▸ **Stated goal**: Count the lines in the items below that contain the string "grassy", matching case exactly, and reply with that number alone.

▸ **Information given**:
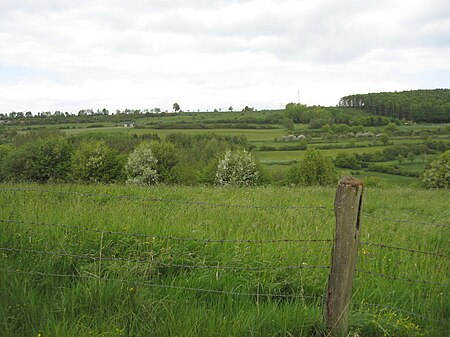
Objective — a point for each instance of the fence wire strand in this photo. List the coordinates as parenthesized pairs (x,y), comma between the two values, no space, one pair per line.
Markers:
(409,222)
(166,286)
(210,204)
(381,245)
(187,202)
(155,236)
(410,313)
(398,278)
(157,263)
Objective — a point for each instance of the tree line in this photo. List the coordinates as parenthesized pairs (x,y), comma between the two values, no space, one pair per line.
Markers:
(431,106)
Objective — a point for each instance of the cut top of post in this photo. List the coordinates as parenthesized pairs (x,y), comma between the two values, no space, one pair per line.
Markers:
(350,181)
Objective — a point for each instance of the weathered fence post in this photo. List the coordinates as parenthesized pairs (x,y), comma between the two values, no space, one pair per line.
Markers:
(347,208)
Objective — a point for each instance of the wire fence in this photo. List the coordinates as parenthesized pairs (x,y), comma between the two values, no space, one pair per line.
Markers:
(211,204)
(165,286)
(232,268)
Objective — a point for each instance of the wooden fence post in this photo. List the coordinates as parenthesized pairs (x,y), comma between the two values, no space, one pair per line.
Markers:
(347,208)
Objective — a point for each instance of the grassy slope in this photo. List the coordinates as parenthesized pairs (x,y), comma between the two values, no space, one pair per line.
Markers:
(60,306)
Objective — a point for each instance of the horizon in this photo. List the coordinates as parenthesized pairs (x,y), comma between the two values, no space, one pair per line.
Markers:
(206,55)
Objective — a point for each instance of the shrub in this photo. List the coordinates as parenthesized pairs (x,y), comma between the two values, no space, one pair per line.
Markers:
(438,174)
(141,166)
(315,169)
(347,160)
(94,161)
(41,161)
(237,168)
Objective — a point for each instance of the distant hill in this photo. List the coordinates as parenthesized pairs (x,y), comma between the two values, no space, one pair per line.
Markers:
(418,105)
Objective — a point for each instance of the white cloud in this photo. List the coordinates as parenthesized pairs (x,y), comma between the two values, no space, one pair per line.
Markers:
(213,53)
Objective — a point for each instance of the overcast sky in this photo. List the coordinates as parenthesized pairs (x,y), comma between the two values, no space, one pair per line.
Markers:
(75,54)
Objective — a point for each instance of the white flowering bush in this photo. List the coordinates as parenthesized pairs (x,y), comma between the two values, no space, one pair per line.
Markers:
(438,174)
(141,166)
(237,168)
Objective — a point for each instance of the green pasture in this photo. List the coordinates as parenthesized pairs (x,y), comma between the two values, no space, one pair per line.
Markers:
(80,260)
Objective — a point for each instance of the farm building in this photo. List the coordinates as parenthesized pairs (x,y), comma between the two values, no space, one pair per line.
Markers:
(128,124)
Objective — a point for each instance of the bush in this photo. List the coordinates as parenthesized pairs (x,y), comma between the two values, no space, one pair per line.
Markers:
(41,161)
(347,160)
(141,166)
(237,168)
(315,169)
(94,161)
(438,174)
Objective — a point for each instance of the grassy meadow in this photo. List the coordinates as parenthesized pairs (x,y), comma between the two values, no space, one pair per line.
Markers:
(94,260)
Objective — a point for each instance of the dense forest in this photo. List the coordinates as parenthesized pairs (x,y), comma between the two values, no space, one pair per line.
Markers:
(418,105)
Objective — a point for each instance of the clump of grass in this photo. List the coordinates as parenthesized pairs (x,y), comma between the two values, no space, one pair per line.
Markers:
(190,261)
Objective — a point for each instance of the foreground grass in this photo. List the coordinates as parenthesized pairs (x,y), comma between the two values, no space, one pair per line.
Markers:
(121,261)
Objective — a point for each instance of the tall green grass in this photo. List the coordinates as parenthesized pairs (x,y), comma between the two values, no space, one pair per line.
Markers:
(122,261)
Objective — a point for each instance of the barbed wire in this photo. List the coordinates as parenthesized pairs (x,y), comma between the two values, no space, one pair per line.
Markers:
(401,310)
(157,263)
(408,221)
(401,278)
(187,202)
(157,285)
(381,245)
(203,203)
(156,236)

---

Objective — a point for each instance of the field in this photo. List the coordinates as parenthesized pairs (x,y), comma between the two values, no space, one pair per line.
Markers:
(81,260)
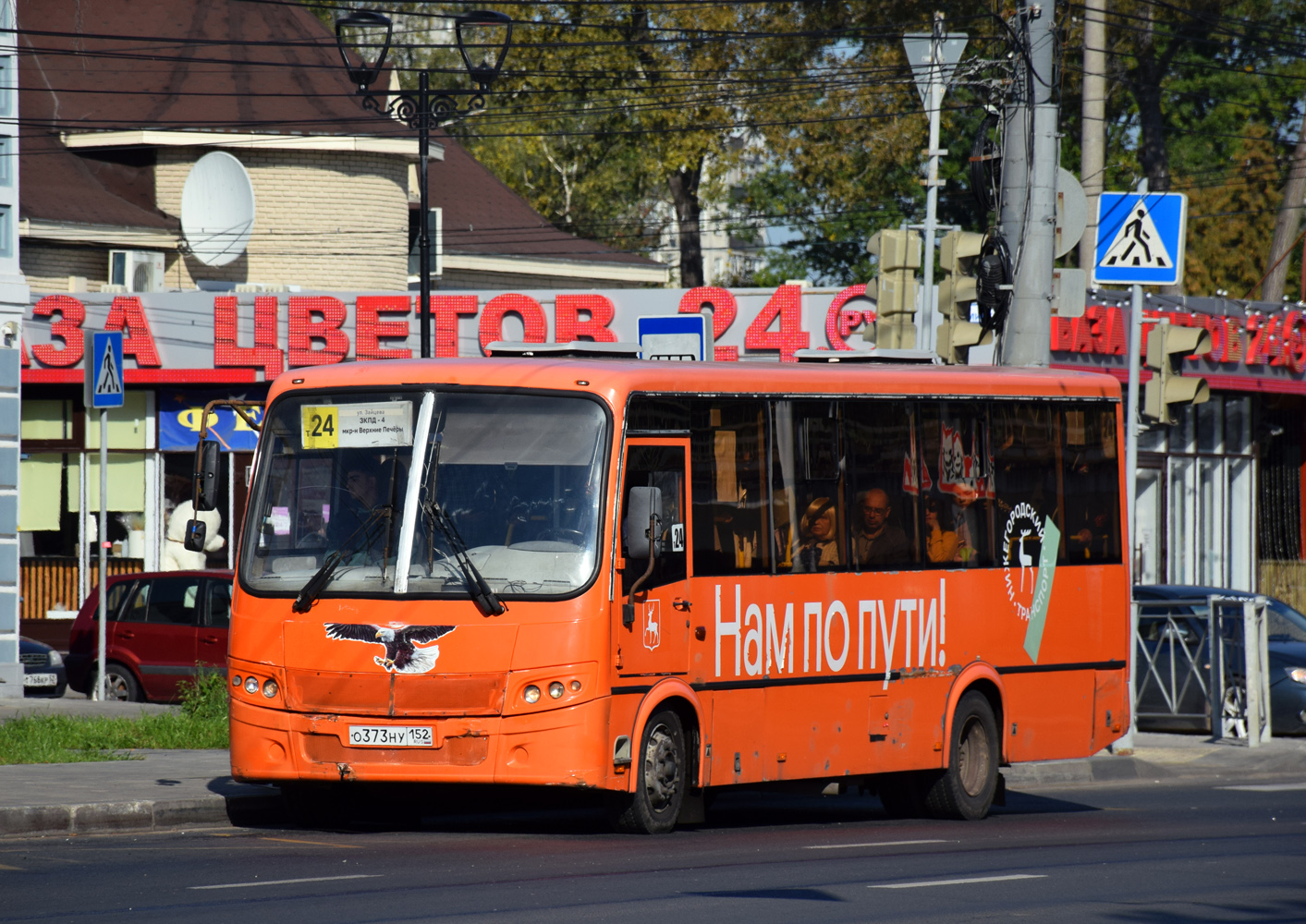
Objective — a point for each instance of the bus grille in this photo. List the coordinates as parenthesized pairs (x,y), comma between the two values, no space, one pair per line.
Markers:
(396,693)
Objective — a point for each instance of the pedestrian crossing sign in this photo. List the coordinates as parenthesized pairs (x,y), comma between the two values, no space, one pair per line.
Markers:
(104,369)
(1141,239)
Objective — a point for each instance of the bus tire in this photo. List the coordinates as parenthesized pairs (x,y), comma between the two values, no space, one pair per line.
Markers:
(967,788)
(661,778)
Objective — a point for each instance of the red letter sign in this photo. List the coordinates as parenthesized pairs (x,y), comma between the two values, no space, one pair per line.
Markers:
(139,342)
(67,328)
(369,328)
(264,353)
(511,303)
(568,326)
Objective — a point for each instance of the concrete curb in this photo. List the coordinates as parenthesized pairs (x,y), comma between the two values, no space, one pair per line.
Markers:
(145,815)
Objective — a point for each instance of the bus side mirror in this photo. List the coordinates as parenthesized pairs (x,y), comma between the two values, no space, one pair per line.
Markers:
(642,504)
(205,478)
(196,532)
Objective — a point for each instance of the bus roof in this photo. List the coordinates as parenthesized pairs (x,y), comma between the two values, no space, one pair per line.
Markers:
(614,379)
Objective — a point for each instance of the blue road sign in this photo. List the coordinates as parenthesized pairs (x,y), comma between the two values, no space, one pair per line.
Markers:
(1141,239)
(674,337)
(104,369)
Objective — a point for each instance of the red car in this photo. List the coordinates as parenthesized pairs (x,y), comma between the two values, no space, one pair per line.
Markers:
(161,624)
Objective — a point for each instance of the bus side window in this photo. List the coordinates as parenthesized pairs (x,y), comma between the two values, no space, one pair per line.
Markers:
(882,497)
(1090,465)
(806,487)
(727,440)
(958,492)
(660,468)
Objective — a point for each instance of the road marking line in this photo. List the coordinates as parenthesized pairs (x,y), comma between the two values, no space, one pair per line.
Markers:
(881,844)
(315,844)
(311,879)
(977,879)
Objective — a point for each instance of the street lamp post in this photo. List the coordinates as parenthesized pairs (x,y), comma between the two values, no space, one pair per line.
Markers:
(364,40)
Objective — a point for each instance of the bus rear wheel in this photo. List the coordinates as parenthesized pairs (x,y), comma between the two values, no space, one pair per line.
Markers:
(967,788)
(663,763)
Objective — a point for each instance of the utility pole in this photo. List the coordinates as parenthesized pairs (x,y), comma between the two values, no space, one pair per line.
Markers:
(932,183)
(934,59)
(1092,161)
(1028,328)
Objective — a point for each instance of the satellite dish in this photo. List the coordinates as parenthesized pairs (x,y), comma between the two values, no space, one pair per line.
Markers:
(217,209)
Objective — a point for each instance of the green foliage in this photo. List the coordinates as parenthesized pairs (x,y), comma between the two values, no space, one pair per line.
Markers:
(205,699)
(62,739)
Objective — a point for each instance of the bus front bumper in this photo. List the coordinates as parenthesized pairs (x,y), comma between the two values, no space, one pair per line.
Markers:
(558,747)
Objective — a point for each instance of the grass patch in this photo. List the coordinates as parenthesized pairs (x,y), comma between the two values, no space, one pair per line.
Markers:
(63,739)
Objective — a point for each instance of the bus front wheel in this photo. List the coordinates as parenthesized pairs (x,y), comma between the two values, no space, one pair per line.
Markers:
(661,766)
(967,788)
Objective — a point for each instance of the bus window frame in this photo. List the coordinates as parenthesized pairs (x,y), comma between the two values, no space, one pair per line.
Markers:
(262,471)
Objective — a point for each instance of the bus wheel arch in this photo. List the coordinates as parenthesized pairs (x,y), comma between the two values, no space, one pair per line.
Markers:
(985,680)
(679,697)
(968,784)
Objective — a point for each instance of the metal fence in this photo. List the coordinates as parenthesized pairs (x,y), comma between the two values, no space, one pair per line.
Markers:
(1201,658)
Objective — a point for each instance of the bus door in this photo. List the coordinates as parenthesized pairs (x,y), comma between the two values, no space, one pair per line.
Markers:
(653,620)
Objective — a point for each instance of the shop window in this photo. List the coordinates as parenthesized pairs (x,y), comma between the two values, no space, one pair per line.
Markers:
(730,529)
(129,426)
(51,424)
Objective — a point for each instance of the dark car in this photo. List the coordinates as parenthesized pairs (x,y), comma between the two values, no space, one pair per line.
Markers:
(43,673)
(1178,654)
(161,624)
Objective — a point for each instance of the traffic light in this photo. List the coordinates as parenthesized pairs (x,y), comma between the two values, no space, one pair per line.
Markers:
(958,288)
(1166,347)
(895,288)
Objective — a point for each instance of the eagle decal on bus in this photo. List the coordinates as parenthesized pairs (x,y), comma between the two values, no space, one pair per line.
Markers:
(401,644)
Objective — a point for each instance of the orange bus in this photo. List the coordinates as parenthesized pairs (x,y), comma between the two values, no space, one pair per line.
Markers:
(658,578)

▸ **Final result**: 2